## Brano da esaminare

La scrittrice francese invita gli italiani ad aprire i propri orizzonti, a
guardare anche alla produzione d'oltr'Alpe e, in particolare, agli sviluppi
della cultura in Inghilterra, Germania e Francia, dove ormai si sta diffondendo
il Romanticismo. Subito si infiamma il dibattito fra i critici della proposta
della Stäel e i suoi sostenitori, come Pietro Borsieri (1786-1852), autore
dell'articolo Intorno all'ingiustizia di alcuni giudizi letterari italiani
(1816) e Ludovico Di Breme (1780-1820) che scrive Avventure letterarie di un
giorno (1816), ma non mancano in primo piano gli amici del Manzoni, come
Ermes Visconti e Giovanni Berchet. Questi, nella Lettera semiseria di
Giovanni Grisostomo (dicembre 1816), elabora il manifesto del Romanticismo
italiano. In tono elegante e vivace polemizza contro i classicisti, che ripetono
sempre gli stessi moduli poetici, imitando i modelli antichi, fanno della poesia
mezzo di diletto, piuttosto che di educazione, ignorano il sentimento, si
rivolgono a una categoria ristretta di "addetti ai lavori".
Invece il Romanticismo propugna un'arte diretta a un ampio pubblico borghese,
mira a riprodurre i problemi degli uomini, calati nella realtà, si propone una
funzione importante, perché vuole educare le menti e i cuori.

## Obiettivo del compito
Riscrivi il brano sul Romanticismo da "Invece il Romanticismo" a "menti e i cuori.", cambiando "borghese" in "popolare". Basati unicamente sul brano.

## Materiale di studio
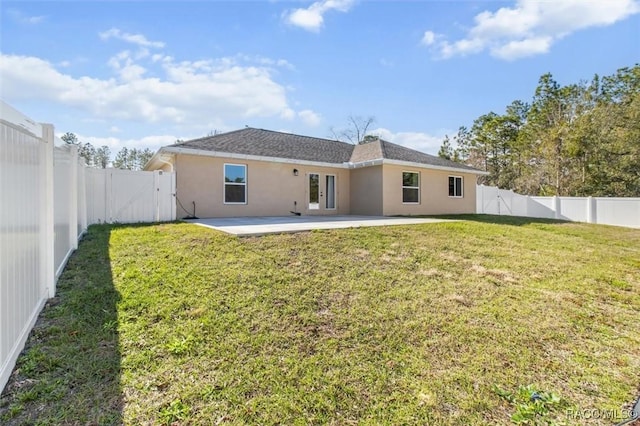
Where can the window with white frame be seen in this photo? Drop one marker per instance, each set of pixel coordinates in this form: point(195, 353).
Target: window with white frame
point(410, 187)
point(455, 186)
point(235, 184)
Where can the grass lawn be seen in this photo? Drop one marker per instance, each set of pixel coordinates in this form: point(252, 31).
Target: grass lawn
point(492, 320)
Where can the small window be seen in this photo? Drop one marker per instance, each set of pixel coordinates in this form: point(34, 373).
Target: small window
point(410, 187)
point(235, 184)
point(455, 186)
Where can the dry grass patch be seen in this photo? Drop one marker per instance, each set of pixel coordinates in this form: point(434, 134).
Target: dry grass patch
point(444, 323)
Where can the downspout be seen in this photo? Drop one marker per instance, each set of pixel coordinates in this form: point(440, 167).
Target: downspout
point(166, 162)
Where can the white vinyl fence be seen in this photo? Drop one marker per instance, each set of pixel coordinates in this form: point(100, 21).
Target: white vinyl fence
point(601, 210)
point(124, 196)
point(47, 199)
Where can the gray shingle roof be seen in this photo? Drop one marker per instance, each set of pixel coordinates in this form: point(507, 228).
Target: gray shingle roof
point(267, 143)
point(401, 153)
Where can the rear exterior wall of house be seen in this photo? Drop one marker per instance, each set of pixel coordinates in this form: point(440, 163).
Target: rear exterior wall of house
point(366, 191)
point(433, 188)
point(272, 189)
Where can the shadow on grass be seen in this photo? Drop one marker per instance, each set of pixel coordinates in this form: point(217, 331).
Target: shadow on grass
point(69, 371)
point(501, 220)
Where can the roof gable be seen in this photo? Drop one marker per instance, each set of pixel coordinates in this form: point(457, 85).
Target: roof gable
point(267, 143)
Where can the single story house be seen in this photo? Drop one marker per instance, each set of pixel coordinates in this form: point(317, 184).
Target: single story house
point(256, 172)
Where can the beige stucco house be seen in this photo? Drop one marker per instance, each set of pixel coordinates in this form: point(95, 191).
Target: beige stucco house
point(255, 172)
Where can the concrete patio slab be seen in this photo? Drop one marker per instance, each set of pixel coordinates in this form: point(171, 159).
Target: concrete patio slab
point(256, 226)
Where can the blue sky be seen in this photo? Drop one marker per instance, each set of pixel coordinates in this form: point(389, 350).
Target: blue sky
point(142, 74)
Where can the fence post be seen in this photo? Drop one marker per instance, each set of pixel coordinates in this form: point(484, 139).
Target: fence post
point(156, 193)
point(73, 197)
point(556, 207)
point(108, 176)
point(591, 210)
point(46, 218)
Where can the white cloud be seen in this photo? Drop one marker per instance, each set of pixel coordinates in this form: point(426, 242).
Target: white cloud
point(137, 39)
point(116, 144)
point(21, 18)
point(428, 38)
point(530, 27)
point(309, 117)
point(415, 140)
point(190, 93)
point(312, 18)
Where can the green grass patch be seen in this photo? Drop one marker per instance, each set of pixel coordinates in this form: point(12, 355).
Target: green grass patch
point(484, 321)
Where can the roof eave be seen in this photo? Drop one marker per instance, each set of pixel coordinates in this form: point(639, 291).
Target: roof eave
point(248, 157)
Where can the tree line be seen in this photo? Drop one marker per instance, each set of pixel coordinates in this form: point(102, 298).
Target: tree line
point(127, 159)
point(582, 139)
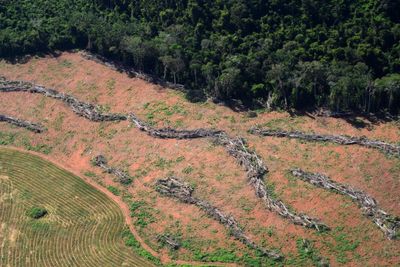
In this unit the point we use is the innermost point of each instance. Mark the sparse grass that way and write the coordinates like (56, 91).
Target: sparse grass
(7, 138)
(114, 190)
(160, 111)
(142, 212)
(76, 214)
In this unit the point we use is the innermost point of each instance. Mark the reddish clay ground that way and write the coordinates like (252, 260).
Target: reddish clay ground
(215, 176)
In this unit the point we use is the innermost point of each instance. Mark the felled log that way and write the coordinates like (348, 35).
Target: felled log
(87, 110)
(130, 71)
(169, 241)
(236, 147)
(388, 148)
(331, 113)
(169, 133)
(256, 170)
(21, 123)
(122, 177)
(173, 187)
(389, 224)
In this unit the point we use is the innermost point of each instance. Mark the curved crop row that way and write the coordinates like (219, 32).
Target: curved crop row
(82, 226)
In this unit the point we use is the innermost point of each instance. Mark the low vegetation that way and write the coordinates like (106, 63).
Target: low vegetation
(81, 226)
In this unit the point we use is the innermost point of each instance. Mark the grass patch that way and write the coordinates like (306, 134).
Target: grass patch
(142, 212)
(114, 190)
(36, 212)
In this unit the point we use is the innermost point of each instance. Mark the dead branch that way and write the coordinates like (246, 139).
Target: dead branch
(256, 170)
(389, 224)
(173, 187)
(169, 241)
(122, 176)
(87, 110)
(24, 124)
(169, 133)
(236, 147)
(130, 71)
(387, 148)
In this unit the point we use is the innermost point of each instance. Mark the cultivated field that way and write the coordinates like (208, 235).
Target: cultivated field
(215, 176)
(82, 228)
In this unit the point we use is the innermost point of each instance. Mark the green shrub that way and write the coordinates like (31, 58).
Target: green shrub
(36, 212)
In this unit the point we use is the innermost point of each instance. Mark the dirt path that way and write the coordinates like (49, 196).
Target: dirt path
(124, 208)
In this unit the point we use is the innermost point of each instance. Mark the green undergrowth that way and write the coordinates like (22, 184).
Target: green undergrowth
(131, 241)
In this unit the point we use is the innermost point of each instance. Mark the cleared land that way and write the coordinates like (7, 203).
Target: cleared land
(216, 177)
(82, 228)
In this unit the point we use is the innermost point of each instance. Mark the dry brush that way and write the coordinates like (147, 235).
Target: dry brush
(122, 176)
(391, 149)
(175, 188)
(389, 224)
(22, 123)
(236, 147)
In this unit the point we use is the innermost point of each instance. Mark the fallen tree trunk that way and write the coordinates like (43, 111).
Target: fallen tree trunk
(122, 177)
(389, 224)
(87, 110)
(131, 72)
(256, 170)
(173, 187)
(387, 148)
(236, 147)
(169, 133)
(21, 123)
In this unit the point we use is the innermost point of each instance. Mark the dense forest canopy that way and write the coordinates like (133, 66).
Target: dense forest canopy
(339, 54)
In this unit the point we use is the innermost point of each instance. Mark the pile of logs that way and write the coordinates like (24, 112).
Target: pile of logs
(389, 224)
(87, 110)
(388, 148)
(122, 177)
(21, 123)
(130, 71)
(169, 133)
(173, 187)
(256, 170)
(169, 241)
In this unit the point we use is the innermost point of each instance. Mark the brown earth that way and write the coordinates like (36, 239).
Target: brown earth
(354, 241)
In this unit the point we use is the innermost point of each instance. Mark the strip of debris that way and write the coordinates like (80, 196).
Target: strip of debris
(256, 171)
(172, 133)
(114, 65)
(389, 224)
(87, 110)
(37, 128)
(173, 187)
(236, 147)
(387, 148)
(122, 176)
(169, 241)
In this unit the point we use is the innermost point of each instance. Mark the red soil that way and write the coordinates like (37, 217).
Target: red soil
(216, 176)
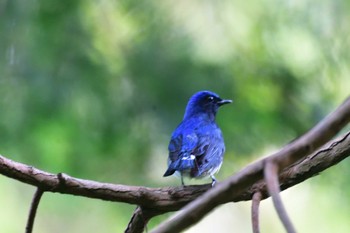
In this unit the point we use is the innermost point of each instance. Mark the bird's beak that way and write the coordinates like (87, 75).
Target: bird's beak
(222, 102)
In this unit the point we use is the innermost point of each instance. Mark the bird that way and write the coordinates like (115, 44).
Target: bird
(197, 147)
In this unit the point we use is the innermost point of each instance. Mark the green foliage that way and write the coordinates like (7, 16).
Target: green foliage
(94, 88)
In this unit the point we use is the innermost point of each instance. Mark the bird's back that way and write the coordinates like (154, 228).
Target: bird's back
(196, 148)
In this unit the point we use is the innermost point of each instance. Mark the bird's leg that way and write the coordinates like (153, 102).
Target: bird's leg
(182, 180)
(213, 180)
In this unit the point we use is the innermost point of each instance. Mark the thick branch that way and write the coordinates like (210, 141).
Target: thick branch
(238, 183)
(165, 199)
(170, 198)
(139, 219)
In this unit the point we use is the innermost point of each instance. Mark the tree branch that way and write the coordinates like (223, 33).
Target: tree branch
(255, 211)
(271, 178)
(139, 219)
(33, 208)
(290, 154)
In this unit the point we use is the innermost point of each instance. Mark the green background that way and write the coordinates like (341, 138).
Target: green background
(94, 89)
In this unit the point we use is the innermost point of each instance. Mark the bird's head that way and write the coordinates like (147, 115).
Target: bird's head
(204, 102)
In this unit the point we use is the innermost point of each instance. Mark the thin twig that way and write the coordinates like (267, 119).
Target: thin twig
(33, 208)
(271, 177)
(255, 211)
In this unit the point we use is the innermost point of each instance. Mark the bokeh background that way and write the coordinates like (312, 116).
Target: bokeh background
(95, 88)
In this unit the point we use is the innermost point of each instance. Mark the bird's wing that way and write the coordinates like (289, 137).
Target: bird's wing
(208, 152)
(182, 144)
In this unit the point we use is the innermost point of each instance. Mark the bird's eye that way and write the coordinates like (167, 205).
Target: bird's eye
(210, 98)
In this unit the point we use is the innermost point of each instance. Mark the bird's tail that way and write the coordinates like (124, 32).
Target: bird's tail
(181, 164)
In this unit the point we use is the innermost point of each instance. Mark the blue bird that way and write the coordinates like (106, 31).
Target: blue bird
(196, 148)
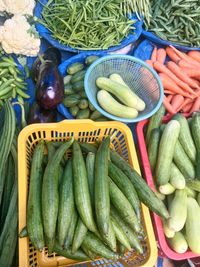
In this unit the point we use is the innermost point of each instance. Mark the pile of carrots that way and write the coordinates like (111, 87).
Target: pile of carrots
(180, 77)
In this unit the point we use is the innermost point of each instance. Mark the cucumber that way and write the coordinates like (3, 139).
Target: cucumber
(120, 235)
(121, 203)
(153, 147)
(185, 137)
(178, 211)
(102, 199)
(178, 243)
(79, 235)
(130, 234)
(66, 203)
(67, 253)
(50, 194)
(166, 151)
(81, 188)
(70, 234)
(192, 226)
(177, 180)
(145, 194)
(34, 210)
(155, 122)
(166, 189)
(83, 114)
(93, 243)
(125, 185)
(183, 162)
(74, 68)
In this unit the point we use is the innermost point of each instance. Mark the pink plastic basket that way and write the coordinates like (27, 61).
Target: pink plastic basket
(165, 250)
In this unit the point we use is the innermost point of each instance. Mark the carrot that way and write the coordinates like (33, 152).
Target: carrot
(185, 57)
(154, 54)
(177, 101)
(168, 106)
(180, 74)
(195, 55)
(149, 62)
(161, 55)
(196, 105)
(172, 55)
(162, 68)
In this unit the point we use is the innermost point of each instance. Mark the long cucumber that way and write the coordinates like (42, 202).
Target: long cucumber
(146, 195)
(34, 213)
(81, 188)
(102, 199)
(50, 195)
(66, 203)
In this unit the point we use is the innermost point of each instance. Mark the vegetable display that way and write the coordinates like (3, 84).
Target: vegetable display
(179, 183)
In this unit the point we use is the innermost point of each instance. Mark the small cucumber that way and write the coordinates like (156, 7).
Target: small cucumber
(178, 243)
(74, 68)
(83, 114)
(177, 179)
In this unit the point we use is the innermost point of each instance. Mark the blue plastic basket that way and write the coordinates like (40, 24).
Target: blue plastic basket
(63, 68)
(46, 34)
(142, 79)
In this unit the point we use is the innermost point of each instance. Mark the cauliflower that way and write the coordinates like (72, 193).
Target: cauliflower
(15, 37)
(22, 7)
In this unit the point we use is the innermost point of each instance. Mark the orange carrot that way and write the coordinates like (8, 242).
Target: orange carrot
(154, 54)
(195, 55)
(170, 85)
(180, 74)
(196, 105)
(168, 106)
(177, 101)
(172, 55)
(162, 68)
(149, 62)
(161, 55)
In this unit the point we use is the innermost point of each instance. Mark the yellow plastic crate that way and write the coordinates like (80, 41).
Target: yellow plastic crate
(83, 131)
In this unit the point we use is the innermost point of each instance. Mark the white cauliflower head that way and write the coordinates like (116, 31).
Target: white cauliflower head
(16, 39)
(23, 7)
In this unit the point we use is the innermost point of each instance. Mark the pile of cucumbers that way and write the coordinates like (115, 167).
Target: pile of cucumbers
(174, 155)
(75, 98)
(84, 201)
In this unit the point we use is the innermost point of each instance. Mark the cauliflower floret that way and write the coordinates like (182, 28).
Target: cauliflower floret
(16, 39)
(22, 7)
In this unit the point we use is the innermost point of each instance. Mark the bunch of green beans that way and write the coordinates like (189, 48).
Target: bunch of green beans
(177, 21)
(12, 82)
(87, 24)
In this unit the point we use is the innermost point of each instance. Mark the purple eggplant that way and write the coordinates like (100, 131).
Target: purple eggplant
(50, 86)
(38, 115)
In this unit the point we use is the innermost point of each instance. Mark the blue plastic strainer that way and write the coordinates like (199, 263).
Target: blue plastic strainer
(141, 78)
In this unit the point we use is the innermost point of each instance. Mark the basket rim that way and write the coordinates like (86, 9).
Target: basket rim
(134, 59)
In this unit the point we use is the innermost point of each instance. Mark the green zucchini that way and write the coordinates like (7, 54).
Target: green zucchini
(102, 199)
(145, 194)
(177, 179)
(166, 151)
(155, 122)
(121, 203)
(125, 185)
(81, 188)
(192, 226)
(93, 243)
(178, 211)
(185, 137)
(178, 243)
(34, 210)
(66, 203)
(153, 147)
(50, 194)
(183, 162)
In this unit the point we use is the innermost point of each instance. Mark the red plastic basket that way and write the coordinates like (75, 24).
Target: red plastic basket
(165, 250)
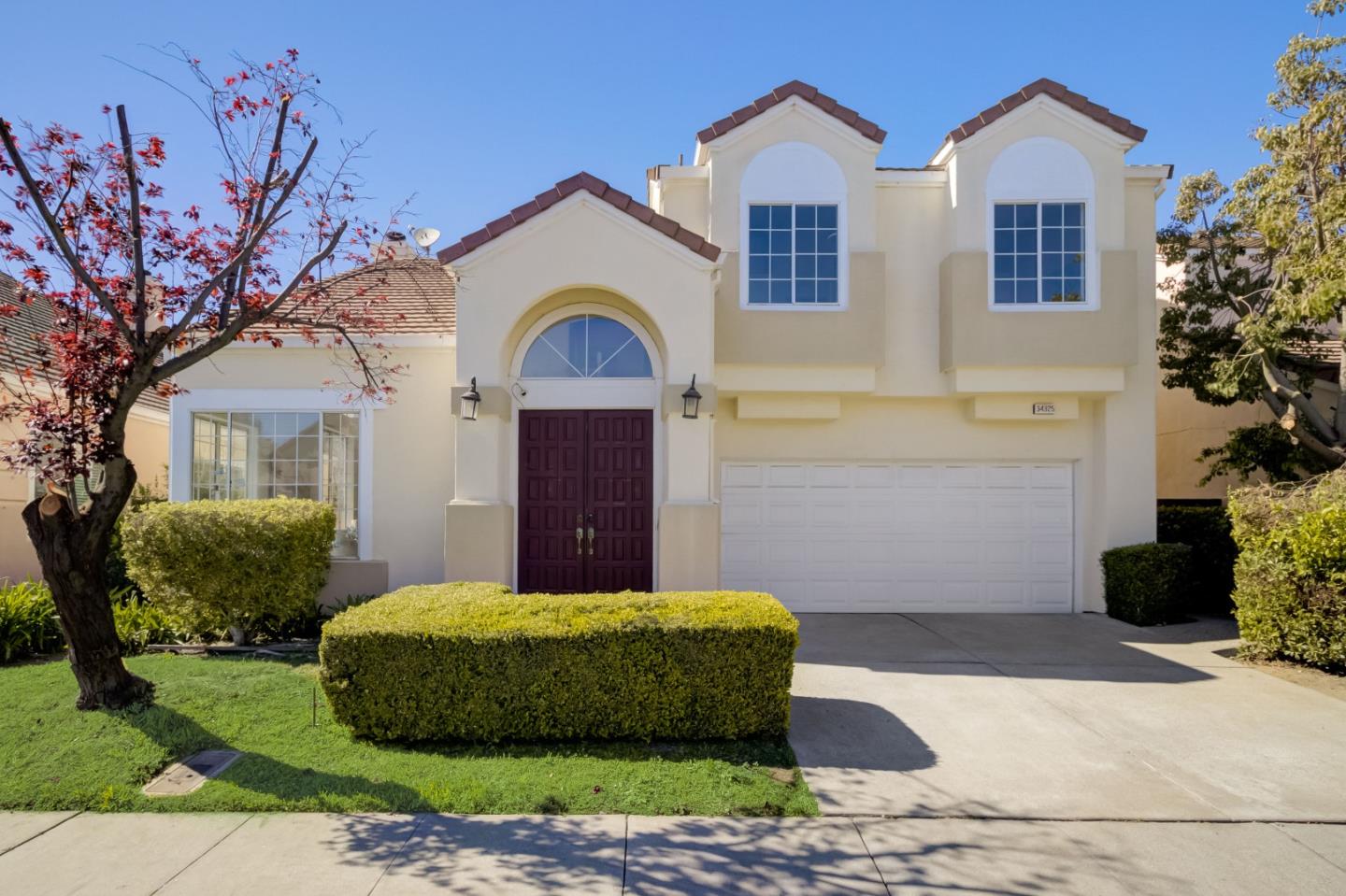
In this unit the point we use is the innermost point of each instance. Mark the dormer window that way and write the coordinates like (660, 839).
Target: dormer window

## Risultato
Invece il Romanticismo propugna un'arte diretta a un ampio pubblico popolare,
mira a riprodurre i problemi degli uomini, calati nella realtà, si propone una
funzione importante, perché vuole educare le menti e i cuori.